READING TEXT:
++++++++

1 In those days, when again a great crowd had gathered, and they had nothing to eat, he called his disciples to him and said to them, 2 “I have compassion on the crowd, because they have been with me now three days and have nothing to eat. 3 And if I send them away hungry to their homes, they will faint on the way. And some of them have come from far away.” 4 And his disciples answered him, “How can one feed these people with bread here in this desolate place?” 5 And he asked them, “How many loaves do you have?” They said, “Seven.” 6 And he directed the crowd to sit down on the ground. And he took the seven loaves, and having given thanks, he broke them and gave them to his disciples to set before the people; and they set them before the crowd. 7 And they had a few small fish. And having blessed them, he said that these also should be set before them. 8 And they ate and were satisfied. And they took up the broken pieces left over, seven baskets full. 9 And there were about four thousand people. And he sent them away. And immediately he got into the boat with his disciples and went to the district of Dalmanutha
I’m stuck on this line only: “How can one feed these people with bread here in this desolate place.” Or, as another version says, “How can one feed people with bread in the wilderness?”
Or, as another psalm says, “Can God set a table in the wilderness?”
A good question. A great question.
Can God set a table in the wilderness?
I work in the wilderness. I work on the street. I work side by side with the best and worst that spills out into city sidewalks. I live and work next to drug deals and donut shops. I work in the wilderness. I live in a place of wonder, tension, pain, and uncertainty. To live and work on the street is to find oneself always confronted by what it means to be a vulnerable human.

++++++++

GIVEN RECORDS:
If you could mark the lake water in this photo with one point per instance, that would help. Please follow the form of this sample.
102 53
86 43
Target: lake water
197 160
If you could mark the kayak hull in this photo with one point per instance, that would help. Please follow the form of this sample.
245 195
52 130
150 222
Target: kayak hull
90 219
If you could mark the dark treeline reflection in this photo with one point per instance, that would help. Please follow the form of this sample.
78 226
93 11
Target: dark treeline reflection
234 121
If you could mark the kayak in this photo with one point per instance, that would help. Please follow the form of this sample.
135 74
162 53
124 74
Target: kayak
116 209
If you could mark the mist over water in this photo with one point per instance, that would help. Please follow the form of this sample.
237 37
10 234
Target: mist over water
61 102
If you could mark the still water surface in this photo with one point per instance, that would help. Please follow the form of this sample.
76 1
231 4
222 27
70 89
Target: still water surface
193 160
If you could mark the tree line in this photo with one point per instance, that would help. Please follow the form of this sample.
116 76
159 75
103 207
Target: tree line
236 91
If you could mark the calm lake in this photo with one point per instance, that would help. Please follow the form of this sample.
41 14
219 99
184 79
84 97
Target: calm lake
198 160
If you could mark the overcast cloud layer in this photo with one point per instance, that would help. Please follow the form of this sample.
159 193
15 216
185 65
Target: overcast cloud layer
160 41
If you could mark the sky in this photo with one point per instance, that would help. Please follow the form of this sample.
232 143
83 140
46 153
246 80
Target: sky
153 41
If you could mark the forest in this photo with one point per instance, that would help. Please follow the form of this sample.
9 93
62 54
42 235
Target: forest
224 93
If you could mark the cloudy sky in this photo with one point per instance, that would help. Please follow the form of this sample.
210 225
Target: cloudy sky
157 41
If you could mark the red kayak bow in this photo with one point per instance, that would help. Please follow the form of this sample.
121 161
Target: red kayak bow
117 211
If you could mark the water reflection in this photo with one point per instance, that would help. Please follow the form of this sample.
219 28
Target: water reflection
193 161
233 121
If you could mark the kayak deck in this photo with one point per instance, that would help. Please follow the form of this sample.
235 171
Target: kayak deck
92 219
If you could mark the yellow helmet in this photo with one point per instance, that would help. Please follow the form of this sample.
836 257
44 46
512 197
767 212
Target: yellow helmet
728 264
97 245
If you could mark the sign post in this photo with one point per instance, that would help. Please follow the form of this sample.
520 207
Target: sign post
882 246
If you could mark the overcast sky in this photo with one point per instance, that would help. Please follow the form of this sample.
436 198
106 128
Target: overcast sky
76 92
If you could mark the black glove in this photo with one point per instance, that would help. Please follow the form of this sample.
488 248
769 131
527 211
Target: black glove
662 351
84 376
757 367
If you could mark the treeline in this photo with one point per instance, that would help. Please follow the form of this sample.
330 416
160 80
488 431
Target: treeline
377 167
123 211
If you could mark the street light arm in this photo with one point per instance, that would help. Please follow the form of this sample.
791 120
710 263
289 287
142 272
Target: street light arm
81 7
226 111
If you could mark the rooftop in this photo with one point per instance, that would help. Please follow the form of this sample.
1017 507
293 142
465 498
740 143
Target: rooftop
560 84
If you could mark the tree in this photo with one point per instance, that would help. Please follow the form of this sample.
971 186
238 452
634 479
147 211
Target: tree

++++++++

ACTIONS TO TAKE:
[A] List every number spelled out in words in the Bible passage about feeding the crowd, with what each one counts.
[B] Write a continuation of the reflection on feeding people in the wilderness, starting after its last sentence.

TASK-BY-TASK ANSWERS:
[A]
- three: days the crowd had been with him
- seven: loaves the disciples had
- seven: baskets full of broken pieces left over
- four thousand: people who were there (about four thousand)

[B]
The wilderness,Christ shows us, is place for a table, a place for hospitality, a place wherein Christ lays himself down and establishes his abundance.
Last week, a pottery studio brought a pottery wheel and some clay and art projects to our church parking lot. We were grateful. We brought chairs and tables and donuts. We waited in the uncertainty of who would show up, of who would sit with us.
We were setting up, as author Kurt Thompson says, “an outpost of beauty and goodness in the wilderness of exile.”
And a word came to me, “A Word of Mercy, a World of Grace.”
A Word of Mercy, a World of Grace
Mercy is the Word, Mercy is the offering, Mercy is the life laid down, the seed in the soil, the the grain of wheat that falls in the earth. The bread of heaven, Christ’s gracious offer of himself.
But with that offering, there is then a table, an abundance, a harvest. In a wilderness that squeezes us, that constricts us, there is, suddenly, a banquet hall, the infinite riches of his goodness. There is space, there is room.
What can we do in the wilderness but to wait, to wait for God to set a table?